Problem to work on | Repeat every record word for word and omit the images.

Photo-based referring expression data |
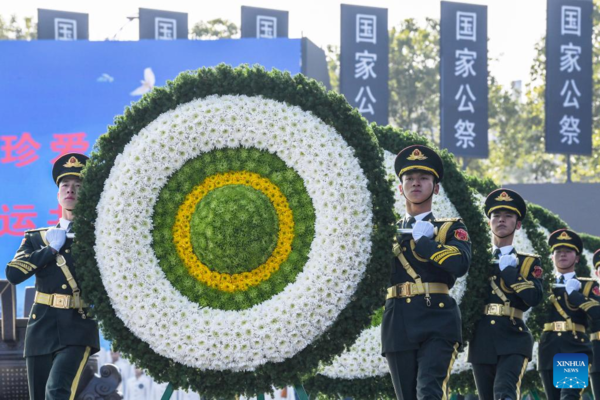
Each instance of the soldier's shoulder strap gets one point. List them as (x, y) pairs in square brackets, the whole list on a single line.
[(588, 285), (528, 255), (43, 229), (442, 231), (447, 219), (527, 263)]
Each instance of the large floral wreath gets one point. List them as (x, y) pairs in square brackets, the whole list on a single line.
[(234, 230)]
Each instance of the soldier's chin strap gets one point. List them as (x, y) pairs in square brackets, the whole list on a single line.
[(427, 199), (505, 236)]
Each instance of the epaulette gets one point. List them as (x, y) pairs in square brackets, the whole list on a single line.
[(38, 229), (446, 219), (528, 255)]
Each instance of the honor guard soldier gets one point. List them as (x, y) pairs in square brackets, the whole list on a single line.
[(421, 328), (573, 300), (60, 337), (595, 338), (502, 345)]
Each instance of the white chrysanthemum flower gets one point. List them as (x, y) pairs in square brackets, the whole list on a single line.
[(342, 206)]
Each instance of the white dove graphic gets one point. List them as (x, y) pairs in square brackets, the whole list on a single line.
[(147, 83)]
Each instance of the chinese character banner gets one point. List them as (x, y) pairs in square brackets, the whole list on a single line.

Answer section |
Each instance of the soldier's shoulder strap gets one point. List them as (x, y) pairs in square brackets, the whole list on a single line.
[(588, 285), (528, 255), (43, 229), (442, 231), (447, 219), (527, 263)]
Each instance of the large floral wreath gets one point. List them as (x, y) pairs in square brackets, the whole list on a single line.
[(234, 230)]
Each instance of the soldier's chin strap gets one point. List them as (x, y) pairs in square brackets, the whole list on a single line.
[(427, 199), (505, 236)]
Each instance of the epaulette gets one point. List them as (x, y) pairs in square brackets, the whole list on a single line.
[(38, 229), (446, 219), (528, 255)]
Each instance of the honor guard soldier gets one point. List them as (x, y) pairs in square brackets, the whole list on a single line.
[(421, 328), (573, 300), (60, 337), (595, 338), (502, 345)]
Each instance of the white chrysanthemum flower gets one point. List them as (x, y) pairs in square brackets, the whole list on a single line.
[(342, 206)]
Each instance of the white dove graphic gets one point. List them as (x, y) pairs in square brackets, the whole list on a single line.
[(147, 83)]
Each instance of the chinese character banner gets one point. List them as (x, y) pairs in square brackets, the whole list on a single line.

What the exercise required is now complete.